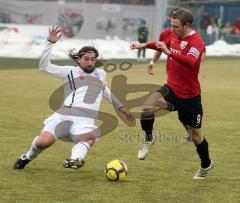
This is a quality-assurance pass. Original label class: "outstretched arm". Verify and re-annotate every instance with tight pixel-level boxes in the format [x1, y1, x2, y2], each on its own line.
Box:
[39, 26, 71, 78]
[103, 85, 135, 123]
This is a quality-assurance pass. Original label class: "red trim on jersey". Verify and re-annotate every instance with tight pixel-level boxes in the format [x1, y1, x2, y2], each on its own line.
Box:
[146, 42, 161, 51]
[169, 53, 198, 68]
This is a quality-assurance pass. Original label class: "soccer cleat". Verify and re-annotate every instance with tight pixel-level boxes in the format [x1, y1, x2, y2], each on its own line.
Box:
[63, 159, 84, 169]
[138, 135, 155, 160]
[193, 160, 214, 180]
[13, 154, 31, 169]
[185, 135, 192, 142]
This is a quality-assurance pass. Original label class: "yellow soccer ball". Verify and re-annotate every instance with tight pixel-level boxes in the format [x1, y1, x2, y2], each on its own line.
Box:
[105, 159, 128, 181]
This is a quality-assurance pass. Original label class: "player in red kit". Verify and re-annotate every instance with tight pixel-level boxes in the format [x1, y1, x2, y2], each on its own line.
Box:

▶ **EXERCISE INSTRUCTIONS**:
Rewrite all of the records above, swapping "quality-assurance pass" for "annotation audit" and leaving everything else unchanged. Leave out the pictures.

▶ **REPLY**:
This is a annotation audit. Original label class: "outstretched arm". Verify and re-annotate every instance with tight pixel-level boxes in the format [x1, y1, x2, y2], each on its own line.
Box:
[39, 26, 71, 78]
[103, 85, 135, 123]
This is a annotation audit. Original label class: "red trim on jersey". Verify and re-annotate every instance with tight pixel-level boxes in the format [x1, y1, x2, y2], each on its own line.
Box:
[146, 42, 161, 51]
[169, 53, 198, 68]
This is a annotation audit. Original label class: "soccer cleat". Verify and re-annotate every instance with tight pixel-level boxes in the format [x1, y1, x2, y2], each on its own line.
Box:
[63, 159, 84, 169]
[138, 135, 155, 160]
[193, 160, 214, 180]
[13, 154, 31, 169]
[185, 135, 192, 142]
This is a annotation audit. Original label class: "yellow soccer ball". Verify and re-annotate every instance with tight pixel-level boxes in the format [x1, y1, x2, y2], each on its own line.
Box:
[105, 159, 128, 181]
This is a annotation audit. Original label class: "player in red kit". Verify and re-annotate every instance with tight pixel-level boxes in the format [x1, y1, x2, y2], each on its own line.
Box:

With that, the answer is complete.